### PROVIDED PASSAGE

▼

Monday– Classes from 2-8 pm Berlin time 

 

Session 1: Introduction
In this kick-off session students will be introduced to genomics. This introduction will include a historical background on DNA sequencing and genome assembly techniques that were developed since the discovery of nucleic acids. It will range from early strategies to popular high throughput approaches, including a general overview of so called ‘third-generation’ approaches (long-read sequencing) and scaffolding approaches (optical mapping, proximity ligation Hi-C). This introduction on DNA sequencing will be accompanied by an overview of the evolution of bioinformatics throughout the 20th Century and the early 21st Century. Special attention will be paid to the evolution of genome assembly approaches, including those that will be employed in the rest of the course. We will discuss some of the latest developments in the field. State-of-the-art applications, targeted to ecological and evolutionary studies, will also be introduced.  

Session 2: Principles of bioinformatics in genome assembly algorithms
In this module we will deepen the bionformatic concepts that are pivotal to understand the different steps of a genome assembly pipeline. We will dive into past and current assembly algorithms (greedy, De Brujin graphs, OLC, string graphs) and we will also present the most common methods and file formats used. The importance of raw data evaluation (contaminations, adapter-trimming, read correction) and reference-tools to assess genome properties (e.g. Genomescope2) will be presented. We will also present and discuss popular QC tools to evaluate consensus and structural accuracy (e.g. Merqury, BUSCO). We will also review key concept in genome assembly and evaluation (e.g. N* metrics, consensus accuracy, haplotype switches). This section will be interactive, with hands on questions and cases to be addressed by the students. We will test some of these algorithms with small test datasets and analyse the outputs. Assembly graphs will be visualized and discussed with tools such as Bandage.

▲

### PROBLEMS AND TASKS
1. Which tool does the genome assembly course description name for visualizing assembly graphs?
2. Continue the genome assembly course description, picking up after its final sentence.
The records have no connection to the genome assembly course description.

### ENTRIES SHOWN
▼

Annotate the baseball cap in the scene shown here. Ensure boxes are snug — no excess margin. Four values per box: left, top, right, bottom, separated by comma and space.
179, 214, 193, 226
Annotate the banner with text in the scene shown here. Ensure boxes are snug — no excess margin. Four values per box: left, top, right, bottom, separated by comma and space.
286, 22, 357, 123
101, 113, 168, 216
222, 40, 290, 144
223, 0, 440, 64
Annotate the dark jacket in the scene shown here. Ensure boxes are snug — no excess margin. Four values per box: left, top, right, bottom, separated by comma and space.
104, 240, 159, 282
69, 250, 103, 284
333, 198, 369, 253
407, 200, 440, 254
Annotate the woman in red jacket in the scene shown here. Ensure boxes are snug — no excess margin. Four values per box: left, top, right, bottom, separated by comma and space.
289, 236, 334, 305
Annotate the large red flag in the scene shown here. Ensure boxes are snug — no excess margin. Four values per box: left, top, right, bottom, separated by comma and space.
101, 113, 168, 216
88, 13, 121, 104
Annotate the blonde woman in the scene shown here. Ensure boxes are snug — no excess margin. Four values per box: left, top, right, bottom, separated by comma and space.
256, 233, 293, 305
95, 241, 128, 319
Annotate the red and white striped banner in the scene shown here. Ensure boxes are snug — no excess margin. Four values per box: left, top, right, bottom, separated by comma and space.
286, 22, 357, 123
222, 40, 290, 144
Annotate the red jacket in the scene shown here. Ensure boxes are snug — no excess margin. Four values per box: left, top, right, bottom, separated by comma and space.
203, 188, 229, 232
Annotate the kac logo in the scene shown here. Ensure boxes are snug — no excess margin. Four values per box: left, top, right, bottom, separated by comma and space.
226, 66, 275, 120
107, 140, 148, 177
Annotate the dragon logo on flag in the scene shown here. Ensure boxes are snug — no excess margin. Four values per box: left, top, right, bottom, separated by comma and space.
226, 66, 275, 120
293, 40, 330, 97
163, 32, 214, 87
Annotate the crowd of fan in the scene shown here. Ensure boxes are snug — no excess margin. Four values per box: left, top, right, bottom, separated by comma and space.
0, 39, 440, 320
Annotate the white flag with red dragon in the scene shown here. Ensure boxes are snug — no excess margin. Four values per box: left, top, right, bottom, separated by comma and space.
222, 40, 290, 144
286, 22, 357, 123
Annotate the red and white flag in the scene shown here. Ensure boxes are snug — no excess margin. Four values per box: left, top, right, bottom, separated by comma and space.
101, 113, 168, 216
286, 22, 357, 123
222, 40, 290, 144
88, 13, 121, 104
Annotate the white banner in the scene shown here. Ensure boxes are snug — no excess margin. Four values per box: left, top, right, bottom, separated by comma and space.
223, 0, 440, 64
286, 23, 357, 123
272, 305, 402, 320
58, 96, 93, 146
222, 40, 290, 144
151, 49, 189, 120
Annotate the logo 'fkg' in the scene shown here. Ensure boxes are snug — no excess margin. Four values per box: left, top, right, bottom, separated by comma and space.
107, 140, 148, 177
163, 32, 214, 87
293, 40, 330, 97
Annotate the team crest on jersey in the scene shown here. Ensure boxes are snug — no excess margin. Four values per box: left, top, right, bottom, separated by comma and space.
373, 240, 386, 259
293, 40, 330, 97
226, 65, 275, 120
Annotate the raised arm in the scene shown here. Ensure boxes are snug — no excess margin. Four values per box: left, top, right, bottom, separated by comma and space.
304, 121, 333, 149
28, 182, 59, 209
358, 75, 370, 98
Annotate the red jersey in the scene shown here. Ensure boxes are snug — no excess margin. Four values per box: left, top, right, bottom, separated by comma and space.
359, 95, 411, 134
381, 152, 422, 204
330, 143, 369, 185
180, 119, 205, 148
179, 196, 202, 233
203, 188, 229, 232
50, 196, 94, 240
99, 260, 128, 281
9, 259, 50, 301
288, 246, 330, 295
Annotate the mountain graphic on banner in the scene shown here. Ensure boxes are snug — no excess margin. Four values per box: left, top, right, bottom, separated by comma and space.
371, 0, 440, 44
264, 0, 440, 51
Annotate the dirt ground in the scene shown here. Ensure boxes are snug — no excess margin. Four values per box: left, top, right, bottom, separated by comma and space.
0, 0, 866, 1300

▲
▼

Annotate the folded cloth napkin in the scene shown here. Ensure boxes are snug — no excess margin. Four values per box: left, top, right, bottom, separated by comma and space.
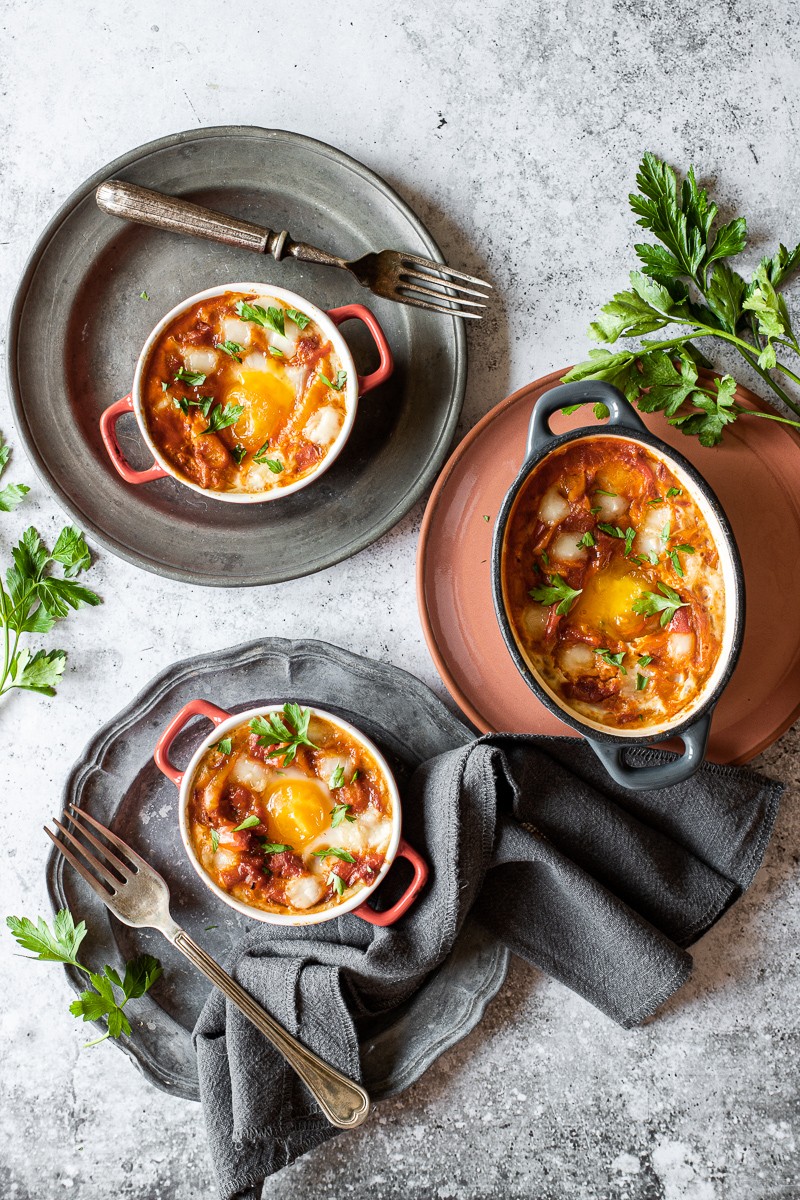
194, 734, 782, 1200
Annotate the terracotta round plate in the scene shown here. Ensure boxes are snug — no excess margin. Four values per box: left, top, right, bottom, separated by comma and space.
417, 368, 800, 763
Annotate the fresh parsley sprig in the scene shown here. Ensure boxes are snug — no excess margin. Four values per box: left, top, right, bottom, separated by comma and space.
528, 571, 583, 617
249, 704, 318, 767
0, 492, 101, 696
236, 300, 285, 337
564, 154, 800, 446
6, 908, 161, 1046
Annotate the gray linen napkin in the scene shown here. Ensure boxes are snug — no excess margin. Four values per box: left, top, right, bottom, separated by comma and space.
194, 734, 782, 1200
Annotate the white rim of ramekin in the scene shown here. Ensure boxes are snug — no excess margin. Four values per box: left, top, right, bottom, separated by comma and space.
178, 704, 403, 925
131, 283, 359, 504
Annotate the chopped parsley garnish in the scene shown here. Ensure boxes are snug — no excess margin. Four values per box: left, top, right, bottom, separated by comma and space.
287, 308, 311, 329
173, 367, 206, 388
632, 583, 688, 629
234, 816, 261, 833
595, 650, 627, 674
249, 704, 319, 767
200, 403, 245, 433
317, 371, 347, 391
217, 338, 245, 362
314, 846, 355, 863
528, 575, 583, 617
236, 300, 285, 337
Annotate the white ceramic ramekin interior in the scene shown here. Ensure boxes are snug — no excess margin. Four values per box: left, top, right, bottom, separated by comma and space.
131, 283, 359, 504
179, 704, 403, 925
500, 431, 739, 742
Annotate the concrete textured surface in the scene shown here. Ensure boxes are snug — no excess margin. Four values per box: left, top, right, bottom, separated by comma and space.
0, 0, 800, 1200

▲

### ANSWERS PROVIDED
1. Bandage

2.
 


Invited Speakers

 

 

-Aureliano Bombarely, Professor at IBMCP (Instituto de Biología Molecular y Celular de Plantas) in Valencia, Spain

 

-Kirsty McCaffrey, Bioinformatics Assistant, The Vertebrate Genome Laboratory, The Rockefeller University, New York, NY


-Marco Sollitto, Postdoctoral Associate, University of Florence / The Vertebrate Genome Laboratory, The Rockefeller University, New York, NY


-Bonhwang Koo, Data Support Assistant, The Vertebrate Genome Laboratory, The Rockefeller University, New York, NY


-Terence Murphy, Head of Comparative Genomics Resources, NCBI

Cost overview

Package 1

 

530 €


Cancellation Policy:

 

> 30  days before the start date = 30% cancellation fee

< 30 days before the start date= No Refund.

 

Physalia-courses cannot be held responsible for any travel fees, accommodation or other expenses incurred to you as a result of the cancellation.